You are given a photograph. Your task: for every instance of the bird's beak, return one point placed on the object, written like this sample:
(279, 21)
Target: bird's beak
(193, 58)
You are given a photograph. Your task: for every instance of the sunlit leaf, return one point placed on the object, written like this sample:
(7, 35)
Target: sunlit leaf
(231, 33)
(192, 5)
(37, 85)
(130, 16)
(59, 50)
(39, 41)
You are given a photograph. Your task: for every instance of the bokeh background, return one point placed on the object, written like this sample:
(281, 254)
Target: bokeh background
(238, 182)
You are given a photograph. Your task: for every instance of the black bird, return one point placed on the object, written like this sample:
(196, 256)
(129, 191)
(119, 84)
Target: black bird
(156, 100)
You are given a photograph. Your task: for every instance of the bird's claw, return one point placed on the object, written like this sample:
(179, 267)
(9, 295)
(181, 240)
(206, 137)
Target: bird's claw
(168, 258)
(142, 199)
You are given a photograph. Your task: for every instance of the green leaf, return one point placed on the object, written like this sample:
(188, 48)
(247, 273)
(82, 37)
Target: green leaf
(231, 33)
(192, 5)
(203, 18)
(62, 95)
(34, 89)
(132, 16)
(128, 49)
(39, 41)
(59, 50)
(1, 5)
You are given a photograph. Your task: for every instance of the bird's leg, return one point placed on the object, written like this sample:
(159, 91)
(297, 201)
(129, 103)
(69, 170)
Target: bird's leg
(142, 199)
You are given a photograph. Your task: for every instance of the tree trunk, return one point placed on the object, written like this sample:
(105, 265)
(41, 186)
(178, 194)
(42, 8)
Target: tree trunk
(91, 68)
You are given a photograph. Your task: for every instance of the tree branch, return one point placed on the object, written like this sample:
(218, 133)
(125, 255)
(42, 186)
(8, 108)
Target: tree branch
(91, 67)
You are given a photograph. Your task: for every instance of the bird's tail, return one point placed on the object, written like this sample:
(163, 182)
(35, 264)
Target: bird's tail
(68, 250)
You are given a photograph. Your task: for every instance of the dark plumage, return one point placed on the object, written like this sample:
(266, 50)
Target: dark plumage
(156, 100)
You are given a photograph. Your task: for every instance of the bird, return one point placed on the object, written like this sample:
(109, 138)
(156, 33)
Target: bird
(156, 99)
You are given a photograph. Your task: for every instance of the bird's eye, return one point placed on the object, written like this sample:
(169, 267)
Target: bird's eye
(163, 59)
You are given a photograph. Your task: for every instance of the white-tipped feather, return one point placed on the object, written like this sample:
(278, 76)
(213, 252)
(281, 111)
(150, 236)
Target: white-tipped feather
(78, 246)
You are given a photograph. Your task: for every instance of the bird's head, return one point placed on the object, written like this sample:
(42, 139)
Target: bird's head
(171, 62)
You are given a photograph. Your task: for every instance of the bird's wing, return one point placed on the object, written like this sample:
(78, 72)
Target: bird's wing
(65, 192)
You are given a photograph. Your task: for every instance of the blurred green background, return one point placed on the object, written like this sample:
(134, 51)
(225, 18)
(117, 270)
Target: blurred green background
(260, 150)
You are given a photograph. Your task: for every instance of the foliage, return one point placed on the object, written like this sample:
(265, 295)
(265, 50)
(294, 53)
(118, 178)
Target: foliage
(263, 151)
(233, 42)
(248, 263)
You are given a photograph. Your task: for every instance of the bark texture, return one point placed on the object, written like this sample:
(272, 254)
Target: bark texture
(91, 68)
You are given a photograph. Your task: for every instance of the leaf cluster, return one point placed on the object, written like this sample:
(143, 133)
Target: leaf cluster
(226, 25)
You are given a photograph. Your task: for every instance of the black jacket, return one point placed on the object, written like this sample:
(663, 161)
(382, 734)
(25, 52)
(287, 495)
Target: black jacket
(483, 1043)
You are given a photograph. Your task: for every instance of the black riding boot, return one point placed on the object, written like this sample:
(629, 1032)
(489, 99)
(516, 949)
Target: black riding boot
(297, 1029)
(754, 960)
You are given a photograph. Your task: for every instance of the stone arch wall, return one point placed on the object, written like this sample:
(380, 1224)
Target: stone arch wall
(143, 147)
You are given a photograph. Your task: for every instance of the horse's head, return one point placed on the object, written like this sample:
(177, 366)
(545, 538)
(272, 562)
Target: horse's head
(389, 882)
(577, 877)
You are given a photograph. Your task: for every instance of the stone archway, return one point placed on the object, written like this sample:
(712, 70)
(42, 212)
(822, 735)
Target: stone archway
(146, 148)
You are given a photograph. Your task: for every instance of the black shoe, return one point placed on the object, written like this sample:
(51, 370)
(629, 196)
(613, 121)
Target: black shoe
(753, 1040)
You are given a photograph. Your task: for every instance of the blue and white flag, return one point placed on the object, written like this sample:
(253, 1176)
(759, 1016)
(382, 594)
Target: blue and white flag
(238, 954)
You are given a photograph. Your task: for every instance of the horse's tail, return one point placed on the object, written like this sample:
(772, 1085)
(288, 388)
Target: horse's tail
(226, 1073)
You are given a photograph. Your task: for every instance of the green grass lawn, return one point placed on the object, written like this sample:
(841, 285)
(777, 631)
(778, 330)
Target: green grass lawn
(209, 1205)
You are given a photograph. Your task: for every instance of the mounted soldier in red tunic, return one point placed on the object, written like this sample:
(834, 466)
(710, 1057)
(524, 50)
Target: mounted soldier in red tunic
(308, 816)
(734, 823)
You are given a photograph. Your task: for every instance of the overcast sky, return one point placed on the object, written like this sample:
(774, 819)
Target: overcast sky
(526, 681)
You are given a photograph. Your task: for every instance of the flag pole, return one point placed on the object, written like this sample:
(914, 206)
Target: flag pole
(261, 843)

^^^^^^^^

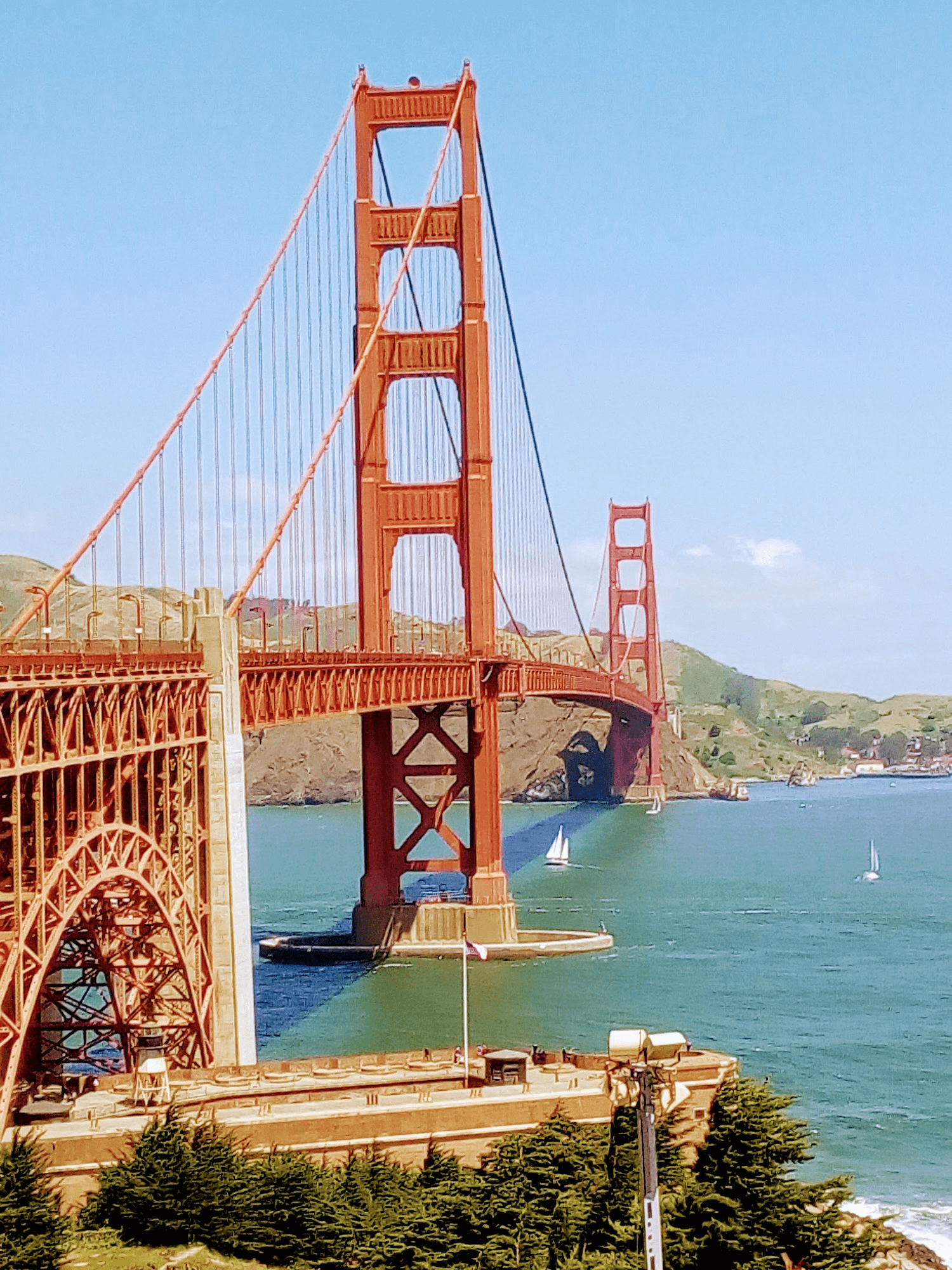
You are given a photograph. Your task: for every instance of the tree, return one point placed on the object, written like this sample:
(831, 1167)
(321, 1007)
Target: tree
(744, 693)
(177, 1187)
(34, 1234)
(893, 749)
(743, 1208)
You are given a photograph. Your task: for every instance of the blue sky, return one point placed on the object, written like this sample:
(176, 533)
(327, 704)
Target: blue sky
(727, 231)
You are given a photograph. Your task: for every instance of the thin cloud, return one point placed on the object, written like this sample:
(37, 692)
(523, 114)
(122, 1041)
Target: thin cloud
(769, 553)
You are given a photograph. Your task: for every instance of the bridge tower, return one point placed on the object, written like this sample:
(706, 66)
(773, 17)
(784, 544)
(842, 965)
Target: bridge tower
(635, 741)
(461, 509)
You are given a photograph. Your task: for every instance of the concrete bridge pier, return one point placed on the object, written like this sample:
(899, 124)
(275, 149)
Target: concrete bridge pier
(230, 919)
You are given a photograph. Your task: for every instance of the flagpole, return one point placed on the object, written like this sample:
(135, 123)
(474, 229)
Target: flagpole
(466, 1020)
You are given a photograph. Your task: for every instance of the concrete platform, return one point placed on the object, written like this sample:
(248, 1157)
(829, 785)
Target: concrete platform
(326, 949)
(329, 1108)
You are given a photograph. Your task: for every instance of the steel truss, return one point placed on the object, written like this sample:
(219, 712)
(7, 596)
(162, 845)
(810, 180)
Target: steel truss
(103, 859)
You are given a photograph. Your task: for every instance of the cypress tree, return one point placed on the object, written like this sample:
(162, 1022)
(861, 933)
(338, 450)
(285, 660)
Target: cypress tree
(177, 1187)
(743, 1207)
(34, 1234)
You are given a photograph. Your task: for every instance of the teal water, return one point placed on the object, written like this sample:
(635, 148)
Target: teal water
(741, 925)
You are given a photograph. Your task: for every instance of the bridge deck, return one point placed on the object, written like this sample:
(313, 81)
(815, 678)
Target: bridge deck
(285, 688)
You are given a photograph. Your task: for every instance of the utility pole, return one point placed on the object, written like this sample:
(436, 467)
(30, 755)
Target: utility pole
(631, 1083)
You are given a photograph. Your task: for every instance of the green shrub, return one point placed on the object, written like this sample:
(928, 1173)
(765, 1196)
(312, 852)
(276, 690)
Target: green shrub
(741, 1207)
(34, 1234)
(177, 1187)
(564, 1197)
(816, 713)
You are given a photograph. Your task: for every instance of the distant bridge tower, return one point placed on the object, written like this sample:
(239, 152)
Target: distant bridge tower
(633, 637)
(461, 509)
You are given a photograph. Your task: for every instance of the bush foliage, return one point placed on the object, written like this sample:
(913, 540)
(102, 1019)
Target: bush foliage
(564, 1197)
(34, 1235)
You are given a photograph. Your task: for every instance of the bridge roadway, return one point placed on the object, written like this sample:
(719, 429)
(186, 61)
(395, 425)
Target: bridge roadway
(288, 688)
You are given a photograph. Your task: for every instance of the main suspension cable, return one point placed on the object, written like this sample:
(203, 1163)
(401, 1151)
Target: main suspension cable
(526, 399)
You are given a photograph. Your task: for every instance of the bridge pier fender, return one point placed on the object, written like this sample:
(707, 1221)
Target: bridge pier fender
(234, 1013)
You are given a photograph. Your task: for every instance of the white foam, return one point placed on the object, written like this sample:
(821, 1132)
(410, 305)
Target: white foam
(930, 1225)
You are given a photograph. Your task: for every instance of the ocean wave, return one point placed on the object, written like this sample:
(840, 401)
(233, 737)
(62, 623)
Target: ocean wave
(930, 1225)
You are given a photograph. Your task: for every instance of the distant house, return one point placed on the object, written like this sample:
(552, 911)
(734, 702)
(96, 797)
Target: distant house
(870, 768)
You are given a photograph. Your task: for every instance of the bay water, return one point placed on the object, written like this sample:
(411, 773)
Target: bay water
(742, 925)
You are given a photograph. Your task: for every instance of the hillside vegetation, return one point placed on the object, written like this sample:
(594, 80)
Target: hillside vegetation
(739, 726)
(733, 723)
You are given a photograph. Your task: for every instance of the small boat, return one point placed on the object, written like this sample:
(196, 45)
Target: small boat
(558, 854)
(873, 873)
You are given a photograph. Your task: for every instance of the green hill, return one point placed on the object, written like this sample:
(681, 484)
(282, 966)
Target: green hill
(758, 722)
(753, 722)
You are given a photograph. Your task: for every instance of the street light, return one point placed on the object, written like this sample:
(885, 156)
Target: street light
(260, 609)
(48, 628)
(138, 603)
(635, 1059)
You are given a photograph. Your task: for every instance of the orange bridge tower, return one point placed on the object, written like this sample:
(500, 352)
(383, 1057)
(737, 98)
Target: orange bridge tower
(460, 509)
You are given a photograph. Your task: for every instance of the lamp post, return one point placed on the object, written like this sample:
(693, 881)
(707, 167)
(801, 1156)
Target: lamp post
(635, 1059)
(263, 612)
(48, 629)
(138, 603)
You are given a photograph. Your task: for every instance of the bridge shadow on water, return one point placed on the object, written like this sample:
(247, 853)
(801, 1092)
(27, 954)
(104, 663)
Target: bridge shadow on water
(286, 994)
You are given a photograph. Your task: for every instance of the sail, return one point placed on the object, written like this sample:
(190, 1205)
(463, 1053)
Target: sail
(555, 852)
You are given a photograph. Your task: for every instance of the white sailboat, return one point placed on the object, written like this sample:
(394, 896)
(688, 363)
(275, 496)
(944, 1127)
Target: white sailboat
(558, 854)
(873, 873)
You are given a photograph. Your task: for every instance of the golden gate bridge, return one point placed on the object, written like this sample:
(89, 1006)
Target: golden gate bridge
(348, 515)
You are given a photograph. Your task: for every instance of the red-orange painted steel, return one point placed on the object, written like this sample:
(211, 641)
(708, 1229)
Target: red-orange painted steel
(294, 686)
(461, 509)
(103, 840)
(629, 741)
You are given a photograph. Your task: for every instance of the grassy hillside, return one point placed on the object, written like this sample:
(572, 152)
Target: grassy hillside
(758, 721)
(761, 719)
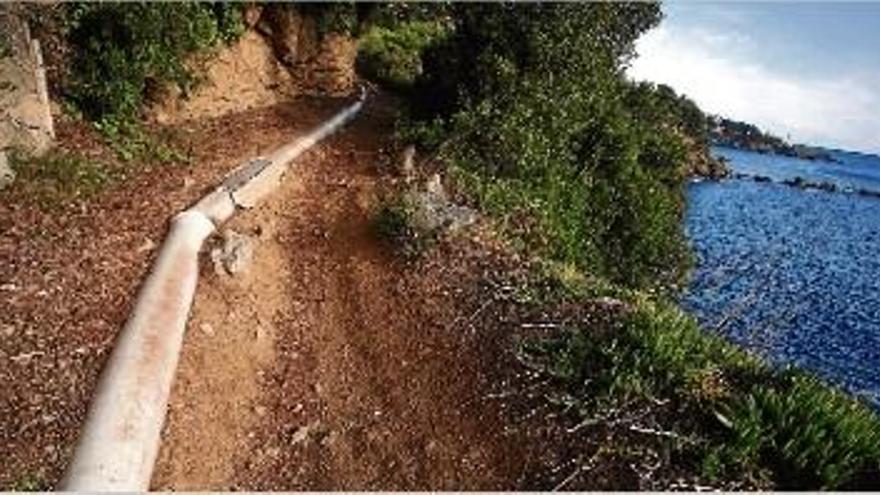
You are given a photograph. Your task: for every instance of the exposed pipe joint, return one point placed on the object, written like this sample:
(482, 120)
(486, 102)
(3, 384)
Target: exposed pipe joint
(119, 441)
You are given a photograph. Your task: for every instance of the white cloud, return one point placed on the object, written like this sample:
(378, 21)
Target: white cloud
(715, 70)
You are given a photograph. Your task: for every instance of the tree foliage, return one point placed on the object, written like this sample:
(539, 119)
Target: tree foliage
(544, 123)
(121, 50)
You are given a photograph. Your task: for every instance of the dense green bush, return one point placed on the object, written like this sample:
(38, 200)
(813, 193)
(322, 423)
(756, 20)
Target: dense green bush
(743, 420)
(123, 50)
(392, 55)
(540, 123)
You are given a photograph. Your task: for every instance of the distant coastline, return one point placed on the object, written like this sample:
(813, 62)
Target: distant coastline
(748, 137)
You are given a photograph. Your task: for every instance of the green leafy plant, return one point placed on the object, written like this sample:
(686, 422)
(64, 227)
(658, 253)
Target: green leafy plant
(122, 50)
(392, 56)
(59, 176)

^^^^^^^^

Copy the lines of the data above exactly as written, beginning with the line containing "green shrub, return" and ending with the line containing "(102, 1019)", and leave out all other lines.

You are given a photograph. Your task: for every instance of the green shrub, return one point placed on the object, written like this sample:
(928, 1173)
(765, 1196)
(312, 852)
(276, 690)
Target: green shrub
(741, 1207)
(34, 1234)
(177, 1187)
(564, 1197)
(816, 713)
You are given a photograph. Your task: for every instance of the distant bridge tower, return one point placed on the object, written like this sample:
(239, 152)
Target: distant bridge tower
(633, 637)
(461, 509)
You are given a photograph. Your task: for every instance of the bush foliage, return one point placed on the object, written like this sample:
(913, 540)
(102, 1019)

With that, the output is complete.